**AVAILABLE RECORDS:**
-=-=-=-=-

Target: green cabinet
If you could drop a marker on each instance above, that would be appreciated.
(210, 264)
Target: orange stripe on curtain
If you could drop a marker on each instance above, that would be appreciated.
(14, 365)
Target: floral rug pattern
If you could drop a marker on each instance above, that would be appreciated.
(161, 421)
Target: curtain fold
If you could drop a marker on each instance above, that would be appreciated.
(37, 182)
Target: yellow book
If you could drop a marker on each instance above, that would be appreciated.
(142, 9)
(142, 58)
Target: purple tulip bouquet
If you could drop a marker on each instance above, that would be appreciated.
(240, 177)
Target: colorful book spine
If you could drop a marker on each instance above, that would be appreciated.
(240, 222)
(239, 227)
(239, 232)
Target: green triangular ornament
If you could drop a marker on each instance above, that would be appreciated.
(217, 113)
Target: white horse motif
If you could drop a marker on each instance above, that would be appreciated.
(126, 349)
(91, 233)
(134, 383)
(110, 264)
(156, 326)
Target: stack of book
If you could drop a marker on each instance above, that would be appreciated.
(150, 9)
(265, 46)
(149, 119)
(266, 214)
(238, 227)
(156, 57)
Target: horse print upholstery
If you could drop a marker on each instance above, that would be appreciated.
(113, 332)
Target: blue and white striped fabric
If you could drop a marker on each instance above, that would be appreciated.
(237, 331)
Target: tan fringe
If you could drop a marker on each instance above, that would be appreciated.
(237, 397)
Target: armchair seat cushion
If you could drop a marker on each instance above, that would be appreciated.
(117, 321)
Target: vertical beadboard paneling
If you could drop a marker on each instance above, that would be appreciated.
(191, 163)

-=-=-=-=-

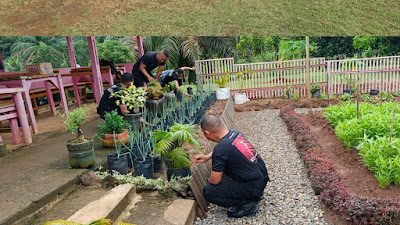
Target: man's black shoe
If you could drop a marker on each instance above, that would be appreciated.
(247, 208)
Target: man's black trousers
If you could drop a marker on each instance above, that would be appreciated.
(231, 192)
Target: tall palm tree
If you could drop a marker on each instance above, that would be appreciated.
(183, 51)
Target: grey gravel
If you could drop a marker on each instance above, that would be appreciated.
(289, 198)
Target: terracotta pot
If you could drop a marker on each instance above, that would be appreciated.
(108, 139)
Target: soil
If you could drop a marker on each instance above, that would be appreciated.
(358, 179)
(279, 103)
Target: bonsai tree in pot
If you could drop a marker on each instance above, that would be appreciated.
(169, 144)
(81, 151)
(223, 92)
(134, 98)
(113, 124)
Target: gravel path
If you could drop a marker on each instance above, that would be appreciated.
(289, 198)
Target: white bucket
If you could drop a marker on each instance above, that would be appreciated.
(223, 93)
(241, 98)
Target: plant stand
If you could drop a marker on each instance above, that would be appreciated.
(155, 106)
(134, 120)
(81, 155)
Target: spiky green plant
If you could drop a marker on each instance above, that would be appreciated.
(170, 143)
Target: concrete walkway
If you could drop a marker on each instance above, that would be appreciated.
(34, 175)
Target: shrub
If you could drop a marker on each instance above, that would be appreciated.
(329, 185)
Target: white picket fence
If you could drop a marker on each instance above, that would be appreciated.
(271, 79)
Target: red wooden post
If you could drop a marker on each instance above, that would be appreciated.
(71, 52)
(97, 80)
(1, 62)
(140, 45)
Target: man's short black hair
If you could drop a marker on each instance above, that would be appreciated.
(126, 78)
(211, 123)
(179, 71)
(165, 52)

-=-=-=-=-

**WHAT IS NEEDED:** Take the lines above from the one containing "Target: tall palm tree" to the one containing "Target: spiky green plant" and retype them exactly, both ends included, with nothing added.

**FINISHED EXERCISE:**
Target: tall palm tree
If you could drop a marker on each instance above, that would be appreciated.
(183, 51)
Target: grey gravel
If you could drop a marker on each instance above, that would be appreciated.
(289, 198)
Target: terracotta pot
If you could drop a marker on each instance above, that would be appreciated.
(108, 139)
Target: soil
If you could drop a marker on each instance above, that would be appreciated.
(358, 179)
(279, 103)
Target: bonsai tree in pot
If you could drop a marker on each instance above, that would be appreciated.
(169, 144)
(81, 151)
(223, 92)
(134, 98)
(113, 124)
Target: gravel path
If you could drop a marker on each instance above, that would be appreciated.
(289, 198)
Target: white bucket
If you could drop a marker on each instance above, that would be appreciated.
(223, 93)
(241, 98)
Target: plant stand
If you could drop a marker on each instance above, that would be appreciated.
(155, 106)
(134, 120)
(81, 155)
Target: spiky green plant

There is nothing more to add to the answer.